**Excerpt provided:**
+--

It doesn’t come as a big surprise when we see most of the 3D printing applications in biomedical field. The reason being that 3D printing allows the experts to 3D print organs down to the last minute detail and that changes everything, drastically. We’ve already seen 3D printing being used for helping with transplanting a kidney. What’s the recent feat of 3D printing? Well, scientists from Harvard University have 3D printed a fake gel brain and then observed it ‘grow’ thus discovering and understanding how the human cortex develops the iconic folds.
This discovery has been published in the journal Nature Physics and is a major step towards understanding the structure of grey matter that will help in subsequent understanding of certain disorders that could be attributed to over-folding or under-folding of brain.
Ellen Kuhl of Stanford University writes in a commentary that researchers ‘have provided the first experimental evidence of the theory of differential growth and demonstrated that physical forces — not just biochemical processes alone — play a critical role in neurodevelopment. Their findings could have far-reaching clinical consequences for diagnosing, treating and preventing a wide variety of neurological disorders.’
Human fetuses begin the developing of these folds once they are about 23 weeks in gestation and the final touches are imparted on the network after they the child is born. Scientists have been able to deduce in the past that the folded nature of the brain gives it certain benefits; it enables for increased connectivity across the cortex – the surface layer of brain that is composed of gray matter.
Kuhl wrote, “Each cortical neuron is connected to 7,000 other neurons, resulting in 0.15 quadrillion connections and more than 150,000 km of nerve fibers.” However, scientists have failed to ascertain that what causes the development of these folds. A number of researchers have tried to determine the biochemical and cellular processes at work, however, Lakshminarayanan Mahadevan decided to go with the physics of the structure itself. Mahadevan is a physicist and applied mathematician at Harvard University and says, ““I have a longstanding interest in trying to understand how the body or bodies of animals organize themselves. I approach these problems from a mathematical perspective.”

+--

**Tasks to complete:**
(a) Please write out everything from "It doesn’t come" down to "under-folding of brain." in the article on the 3D-printed gel brain.
(b) In the article on the 3D-printed gel brain, which journal published the discovery?
(c) Pick up the article on the 3D-printed gel brain after its final sentence and keep writing it.

**Dataset extract:**

+--

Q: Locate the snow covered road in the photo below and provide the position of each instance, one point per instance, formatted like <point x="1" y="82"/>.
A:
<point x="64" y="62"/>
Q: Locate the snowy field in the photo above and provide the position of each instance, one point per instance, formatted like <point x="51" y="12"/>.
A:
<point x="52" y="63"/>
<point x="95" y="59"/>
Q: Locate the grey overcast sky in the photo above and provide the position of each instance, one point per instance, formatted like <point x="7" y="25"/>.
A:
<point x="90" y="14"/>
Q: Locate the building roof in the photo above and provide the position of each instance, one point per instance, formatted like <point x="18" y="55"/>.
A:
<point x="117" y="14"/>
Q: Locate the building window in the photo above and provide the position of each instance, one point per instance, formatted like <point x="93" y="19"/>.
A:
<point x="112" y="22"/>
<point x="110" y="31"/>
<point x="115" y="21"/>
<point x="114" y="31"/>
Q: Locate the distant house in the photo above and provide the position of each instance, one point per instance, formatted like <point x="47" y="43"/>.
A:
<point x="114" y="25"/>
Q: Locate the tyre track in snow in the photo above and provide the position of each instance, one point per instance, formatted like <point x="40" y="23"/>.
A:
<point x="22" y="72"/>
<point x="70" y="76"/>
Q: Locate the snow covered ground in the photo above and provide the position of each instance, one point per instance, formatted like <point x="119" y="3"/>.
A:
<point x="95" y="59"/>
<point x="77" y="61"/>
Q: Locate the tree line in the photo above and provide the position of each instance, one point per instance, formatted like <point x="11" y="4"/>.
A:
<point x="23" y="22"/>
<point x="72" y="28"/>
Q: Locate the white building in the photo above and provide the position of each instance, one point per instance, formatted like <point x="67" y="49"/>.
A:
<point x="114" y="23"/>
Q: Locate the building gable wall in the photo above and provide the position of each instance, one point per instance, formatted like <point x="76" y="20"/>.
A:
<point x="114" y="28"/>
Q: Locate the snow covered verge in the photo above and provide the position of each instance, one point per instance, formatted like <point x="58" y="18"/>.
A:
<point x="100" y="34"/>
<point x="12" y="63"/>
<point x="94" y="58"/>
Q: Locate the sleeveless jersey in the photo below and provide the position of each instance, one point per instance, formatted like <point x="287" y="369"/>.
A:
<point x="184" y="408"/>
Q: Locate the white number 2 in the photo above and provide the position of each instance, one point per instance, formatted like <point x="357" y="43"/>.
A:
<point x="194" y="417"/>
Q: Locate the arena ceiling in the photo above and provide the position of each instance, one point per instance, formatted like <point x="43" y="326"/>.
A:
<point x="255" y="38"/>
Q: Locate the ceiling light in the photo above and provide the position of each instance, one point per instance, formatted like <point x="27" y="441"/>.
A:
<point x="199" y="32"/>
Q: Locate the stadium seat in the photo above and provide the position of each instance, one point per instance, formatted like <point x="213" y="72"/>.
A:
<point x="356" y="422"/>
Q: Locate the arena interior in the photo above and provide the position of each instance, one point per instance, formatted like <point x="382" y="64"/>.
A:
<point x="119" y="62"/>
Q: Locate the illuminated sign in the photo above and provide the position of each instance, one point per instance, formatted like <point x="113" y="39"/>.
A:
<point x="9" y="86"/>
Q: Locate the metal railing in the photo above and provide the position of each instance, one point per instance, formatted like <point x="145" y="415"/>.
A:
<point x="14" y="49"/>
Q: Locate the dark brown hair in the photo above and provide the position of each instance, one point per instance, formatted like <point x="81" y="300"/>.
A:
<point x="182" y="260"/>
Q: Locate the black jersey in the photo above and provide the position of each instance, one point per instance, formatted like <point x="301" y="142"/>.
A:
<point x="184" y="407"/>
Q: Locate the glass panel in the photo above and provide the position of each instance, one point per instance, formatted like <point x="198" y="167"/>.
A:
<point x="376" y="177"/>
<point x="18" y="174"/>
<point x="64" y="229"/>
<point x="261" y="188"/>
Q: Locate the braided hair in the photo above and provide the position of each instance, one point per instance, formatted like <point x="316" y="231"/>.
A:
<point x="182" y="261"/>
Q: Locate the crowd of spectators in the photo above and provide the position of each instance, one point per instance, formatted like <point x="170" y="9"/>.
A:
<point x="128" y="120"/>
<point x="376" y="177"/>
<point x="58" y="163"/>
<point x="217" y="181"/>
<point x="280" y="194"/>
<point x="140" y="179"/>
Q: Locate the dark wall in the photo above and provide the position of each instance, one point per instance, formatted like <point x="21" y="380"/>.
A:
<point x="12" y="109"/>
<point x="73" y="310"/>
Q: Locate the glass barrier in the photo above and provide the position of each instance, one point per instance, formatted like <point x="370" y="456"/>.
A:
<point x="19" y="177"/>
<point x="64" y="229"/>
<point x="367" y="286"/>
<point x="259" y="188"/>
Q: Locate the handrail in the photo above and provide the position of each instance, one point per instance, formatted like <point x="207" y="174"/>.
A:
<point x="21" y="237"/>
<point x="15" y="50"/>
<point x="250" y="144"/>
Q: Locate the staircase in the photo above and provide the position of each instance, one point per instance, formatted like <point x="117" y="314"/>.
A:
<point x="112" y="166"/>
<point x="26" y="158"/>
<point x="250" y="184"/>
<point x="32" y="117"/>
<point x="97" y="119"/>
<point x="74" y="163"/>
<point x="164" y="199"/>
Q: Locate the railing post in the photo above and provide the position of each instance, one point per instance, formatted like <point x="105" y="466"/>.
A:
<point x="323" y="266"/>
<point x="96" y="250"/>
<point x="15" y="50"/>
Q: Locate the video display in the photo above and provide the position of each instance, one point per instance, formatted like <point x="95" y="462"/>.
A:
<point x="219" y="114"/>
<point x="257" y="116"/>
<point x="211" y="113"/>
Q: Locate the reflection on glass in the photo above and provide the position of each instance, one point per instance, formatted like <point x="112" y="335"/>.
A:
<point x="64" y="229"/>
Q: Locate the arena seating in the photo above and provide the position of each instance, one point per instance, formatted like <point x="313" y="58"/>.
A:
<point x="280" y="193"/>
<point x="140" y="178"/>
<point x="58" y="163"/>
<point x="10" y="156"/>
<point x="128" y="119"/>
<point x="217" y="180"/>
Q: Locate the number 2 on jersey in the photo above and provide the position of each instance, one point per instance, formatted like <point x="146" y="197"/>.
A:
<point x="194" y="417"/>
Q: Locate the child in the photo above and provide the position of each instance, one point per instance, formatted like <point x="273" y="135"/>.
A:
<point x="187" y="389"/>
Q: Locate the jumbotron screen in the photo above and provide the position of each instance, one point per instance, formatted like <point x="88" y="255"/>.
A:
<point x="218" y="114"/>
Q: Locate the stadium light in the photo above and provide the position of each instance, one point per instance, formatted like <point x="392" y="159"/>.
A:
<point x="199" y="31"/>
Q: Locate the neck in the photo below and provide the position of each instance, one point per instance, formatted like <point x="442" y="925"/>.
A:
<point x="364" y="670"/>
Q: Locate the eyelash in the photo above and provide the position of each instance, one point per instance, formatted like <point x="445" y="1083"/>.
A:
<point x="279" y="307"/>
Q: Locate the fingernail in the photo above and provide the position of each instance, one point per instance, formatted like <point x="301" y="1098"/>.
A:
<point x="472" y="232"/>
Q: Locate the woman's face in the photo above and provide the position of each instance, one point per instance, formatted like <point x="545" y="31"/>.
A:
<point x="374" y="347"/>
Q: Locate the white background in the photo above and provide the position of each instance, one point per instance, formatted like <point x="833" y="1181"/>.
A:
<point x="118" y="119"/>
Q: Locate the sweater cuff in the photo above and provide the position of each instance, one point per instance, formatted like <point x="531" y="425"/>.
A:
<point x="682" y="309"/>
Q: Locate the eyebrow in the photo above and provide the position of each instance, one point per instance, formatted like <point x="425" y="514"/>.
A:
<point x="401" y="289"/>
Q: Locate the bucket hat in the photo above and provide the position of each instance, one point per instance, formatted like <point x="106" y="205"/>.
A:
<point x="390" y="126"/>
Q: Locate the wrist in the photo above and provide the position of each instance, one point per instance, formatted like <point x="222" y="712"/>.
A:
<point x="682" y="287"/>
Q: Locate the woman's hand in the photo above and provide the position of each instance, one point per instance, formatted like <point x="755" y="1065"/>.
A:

+--

**Answers for each item:**
(a)
It doesn’t come as a big surprise when we see most of the 3D printing applications in biomedical field. The reason being that 3D printing allows the experts to 3D print organs down to the last minute detail and that changes everything, drastically. We’ve already seen 3D printing being used for helping with transplanting a kidney. What’s the recent feat of 3D printing? Well, scientists from Harvard University have 3D printed a fake gel brain and then observed it ‘grow’ thus discovering and understanding how the human cortex develops the iconic folds.
This discovery has been published in the journal Nature Physics and is a major step towards understanding the structure of grey matter that will help in subsequent understanding of certain disorders that could be attributed to over-folding or under-folding of brain.

(b) Nature Physics.

(c)
The basic problem lies with the fact that there is no way to observe an actual brain during its development phase and thus the lack of understanding persists. Enter 3D printing that was used to build a physical model of the brain by making ingenious use of materials. Scientists made use of MRI from a fetal brain at 22 weeks of gestation and then 3D printed a cast to create a fake brain from gel. The ‘white matter’ was covered with a thin coat of rubbery gel in order to mimic the grey matter. It was then subjected to a liquid solvent that allowed the cortex like layer to begin its growth and the brain-like folds formed eventually allowing the team to gain an insight.
So what really happens? The cortical tissue intends to continue growing, however, the white matter inhibits it and the expansion of cortex causes collapse of the tissue thus evoking the gyri (round features) and sulci (deep grooves) that cover the surface.
Mahadevan says, “In the end, all of them are related. If I think about the shape of the folds in a fetal brain then yes, there are molecular processes: There are biochemical processes which cause cells to move, cause cells to divide, cause cells to change shape and cause cells to change in number.”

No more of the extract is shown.